Set down all of the data that follows, keeping every character.

··· Provided records

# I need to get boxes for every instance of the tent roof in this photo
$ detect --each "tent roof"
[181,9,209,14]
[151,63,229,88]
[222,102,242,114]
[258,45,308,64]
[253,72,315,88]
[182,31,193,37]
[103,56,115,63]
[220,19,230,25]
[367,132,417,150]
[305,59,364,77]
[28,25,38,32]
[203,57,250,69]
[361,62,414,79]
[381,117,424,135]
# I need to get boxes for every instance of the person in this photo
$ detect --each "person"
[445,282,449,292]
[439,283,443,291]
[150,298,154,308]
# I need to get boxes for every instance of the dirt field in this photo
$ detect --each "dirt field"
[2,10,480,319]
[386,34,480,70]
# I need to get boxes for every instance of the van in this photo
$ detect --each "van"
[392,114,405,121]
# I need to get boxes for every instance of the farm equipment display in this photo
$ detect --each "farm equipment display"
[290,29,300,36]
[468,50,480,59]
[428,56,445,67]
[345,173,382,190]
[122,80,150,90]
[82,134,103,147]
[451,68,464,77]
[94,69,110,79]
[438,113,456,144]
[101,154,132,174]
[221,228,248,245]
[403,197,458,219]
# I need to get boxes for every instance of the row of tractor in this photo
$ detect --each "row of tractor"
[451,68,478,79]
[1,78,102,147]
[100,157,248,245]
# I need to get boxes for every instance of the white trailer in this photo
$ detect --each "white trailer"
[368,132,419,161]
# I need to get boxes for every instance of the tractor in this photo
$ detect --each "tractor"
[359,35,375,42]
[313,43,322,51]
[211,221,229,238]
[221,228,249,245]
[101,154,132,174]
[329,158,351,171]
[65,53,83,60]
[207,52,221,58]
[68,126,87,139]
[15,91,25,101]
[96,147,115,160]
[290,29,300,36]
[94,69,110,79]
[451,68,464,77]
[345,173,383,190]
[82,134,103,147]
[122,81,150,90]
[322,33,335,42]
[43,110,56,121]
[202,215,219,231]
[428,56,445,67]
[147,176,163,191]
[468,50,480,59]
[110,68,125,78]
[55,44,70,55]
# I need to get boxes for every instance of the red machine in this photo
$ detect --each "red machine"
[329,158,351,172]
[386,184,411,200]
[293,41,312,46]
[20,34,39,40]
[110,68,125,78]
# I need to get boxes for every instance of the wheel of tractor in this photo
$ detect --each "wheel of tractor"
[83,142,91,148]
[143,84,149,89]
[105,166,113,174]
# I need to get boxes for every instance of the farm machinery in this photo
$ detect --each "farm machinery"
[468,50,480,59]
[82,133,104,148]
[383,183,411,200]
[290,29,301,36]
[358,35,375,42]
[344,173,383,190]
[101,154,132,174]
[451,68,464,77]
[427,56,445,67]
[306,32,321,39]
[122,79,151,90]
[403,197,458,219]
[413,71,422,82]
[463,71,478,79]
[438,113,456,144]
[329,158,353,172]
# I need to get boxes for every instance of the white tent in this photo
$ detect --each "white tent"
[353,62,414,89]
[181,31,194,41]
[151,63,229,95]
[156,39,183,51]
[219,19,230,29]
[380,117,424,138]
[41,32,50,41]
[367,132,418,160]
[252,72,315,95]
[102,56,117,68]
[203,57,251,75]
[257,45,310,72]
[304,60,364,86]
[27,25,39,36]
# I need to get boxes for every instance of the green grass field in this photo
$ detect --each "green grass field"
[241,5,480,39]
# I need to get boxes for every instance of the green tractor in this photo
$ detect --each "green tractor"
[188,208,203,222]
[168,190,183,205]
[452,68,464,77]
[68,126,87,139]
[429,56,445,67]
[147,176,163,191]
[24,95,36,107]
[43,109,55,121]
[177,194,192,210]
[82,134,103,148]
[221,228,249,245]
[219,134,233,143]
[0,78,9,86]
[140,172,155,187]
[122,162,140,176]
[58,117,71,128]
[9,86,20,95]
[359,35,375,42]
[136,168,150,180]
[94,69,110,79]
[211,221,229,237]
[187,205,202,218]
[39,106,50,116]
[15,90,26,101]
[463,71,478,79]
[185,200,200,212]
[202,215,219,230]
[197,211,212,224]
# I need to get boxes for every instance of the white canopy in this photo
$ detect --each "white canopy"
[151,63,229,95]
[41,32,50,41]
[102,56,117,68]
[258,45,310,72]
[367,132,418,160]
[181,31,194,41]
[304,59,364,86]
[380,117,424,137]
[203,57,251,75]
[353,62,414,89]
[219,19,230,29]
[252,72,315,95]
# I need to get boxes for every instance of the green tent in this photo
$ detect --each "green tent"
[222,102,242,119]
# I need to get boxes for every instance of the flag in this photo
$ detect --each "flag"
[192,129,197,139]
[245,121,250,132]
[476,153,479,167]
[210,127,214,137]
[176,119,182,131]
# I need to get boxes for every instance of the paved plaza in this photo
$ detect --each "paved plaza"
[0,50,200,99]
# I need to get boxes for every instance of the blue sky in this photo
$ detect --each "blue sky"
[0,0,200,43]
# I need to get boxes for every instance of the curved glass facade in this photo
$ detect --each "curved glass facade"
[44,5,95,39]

······

**Answer for this exercise**
# I need to get boxes for every instance of the tent roof in this photo
$ detect --each "tent roof"
[181,9,209,14]
[151,63,229,88]
[222,102,242,114]
[258,45,308,64]
[253,72,315,88]
[182,31,193,37]
[103,56,115,63]
[220,19,230,25]
[367,132,417,150]
[305,59,364,77]
[28,25,38,32]
[203,57,250,69]
[361,62,414,79]
[381,117,424,135]
# I need to get boxes for every instance of the person in this photo
$ detect --each "person"
[445,282,449,292]
[439,283,443,291]
[150,298,154,308]
# I need to get boxes for every instance of the dirt field in this photo
$ detect --each "dirt field"
[2,10,480,319]
[386,34,480,70]
# I need to get boxes for every instance of the van in this photo
$ detect --each "van"
[392,114,405,121]
# I need to get boxes for every instance of the farm equipment display in this photo
$ detect --each "farm equipment display"
[290,29,300,36]
[468,50,480,59]
[428,56,445,67]
[345,173,382,190]
[122,80,150,90]
[82,134,103,147]
[451,68,464,77]
[94,69,110,79]
[438,113,456,144]
[101,154,132,174]
[221,228,248,245]
[403,197,458,219]
# I need to get boxes for every instance of the row of tractor in this photo
$ detect --each "row of tractor"
[451,68,478,79]
[1,78,102,147]
[100,157,248,245]
# I need to get boxes for every instance of the white trailer in this photo
$ detect --each "white trailer"
[368,132,419,161]
# I need to get boxes for every instance of the tractor in this photo
$ detect --each "tractor"
[359,35,375,42]
[313,43,322,51]
[211,221,229,238]
[221,228,249,245]
[101,154,132,174]
[329,158,351,171]
[65,53,83,60]
[207,52,221,58]
[68,126,87,139]
[15,91,25,101]
[96,147,115,160]
[290,29,300,36]
[94,69,110,79]
[451,68,464,77]
[345,173,383,190]
[82,134,103,147]
[122,81,150,90]
[322,33,335,42]
[43,110,56,121]
[202,215,219,231]
[428,56,445,67]
[147,176,163,191]
[468,50,480,59]
[110,68,125,78]
[55,44,70,55]
# I need to get boxes for every instance of the red machine in this photo
$ detect --each "red machine"
[329,158,351,172]
[386,184,411,200]
[293,41,312,46]
[20,34,39,40]
[110,68,125,78]
# I need to get boxes for every instance of the wheel of tractor in this photo
$ detect --each "wheel of tractor"
[83,142,91,148]
[143,84,149,89]
[105,166,113,174]
# I need to get boxes for every instance of the farm machinery in this photo
$ detect --each "farm machinery"
[468,50,480,59]
[82,133,104,148]
[383,183,411,200]
[290,29,301,36]
[358,35,375,42]
[344,173,383,190]
[101,154,132,174]
[451,68,464,77]
[427,56,445,67]
[306,32,321,39]
[122,79,151,90]
[403,197,458,219]
[413,71,422,82]
[463,71,478,79]
[438,113,456,144]
[329,158,353,172]
# I need to get boxes for every instance of the white tent in this photo
$ detect --each "white tent"
[353,62,414,89]
[181,31,194,41]
[151,63,229,95]
[156,39,183,51]
[219,19,230,29]
[380,117,424,138]
[41,32,50,41]
[367,132,418,160]
[252,72,315,95]
[102,56,117,68]
[203,57,251,75]
[257,45,310,72]
[304,60,364,86]
[27,25,39,36]
# I need to get boxes for every instance of the green grass field in this photo
$ detect --each "green grass field"
[241,5,480,39]
# I need to get boxes for every instance of the green tractor in this photo
$ detect --each "green tractor"
[188,208,203,222]
[168,190,183,205]
[452,68,464,77]
[68,126,87,139]
[429,56,445,67]
[147,176,163,191]
[24,95,36,107]
[43,109,55,121]
[177,194,192,210]
[82,134,103,148]
[221,228,249,245]
[219,134,233,143]
[0,78,9,86]
[140,172,155,187]
[122,162,140,176]
[58,117,71,128]
[9,86,20,95]
[359,35,375,42]
[136,168,150,180]
[94,69,110,79]
[211,221,229,237]
[187,205,202,218]
[39,106,50,116]
[15,90,26,101]
[463,71,478,79]
[185,200,200,212]
[202,215,219,230]
[197,211,212,224]
# I need to get boxes for every instance of the white canopy in this photo
$ detect --each "white canopy"
[151,63,229,95]
[41,32,50,41]
[102,56,117,68]
[258,45,310,72]
[367,132,418,160]
[181,31,194,41]
[304,59,364,86]
[380,117,424,137]
[203,57,251,75]
[353,62,414,89]
[219,19,230,29]
[252,72,315,95]
# I need to get boxes for every instance of the green tent in this photo
$ detect --each "green tent"
[222,102,242,119]
# I need to get boxes for every instance of the flag in this photo
$ detect --each "flag"
[192,129,197,139]
[245,121,250,132]
[476,153,479,167]
[210,127,214,137]
[176,119,182,131]
# I need to get boxes for every instance of the paved plaza in this photo
$ detect --each "paved plaza"
[0,50,200,99]
# I need to get boxes for every instance of the blue sky in this photo
$ detect --each "blue sky"
[0,0,200,43]
# I need to get boxes for every instance of the curved glass facade in this photo
$ detect --each "curved glass facade"
[44,5,95,39]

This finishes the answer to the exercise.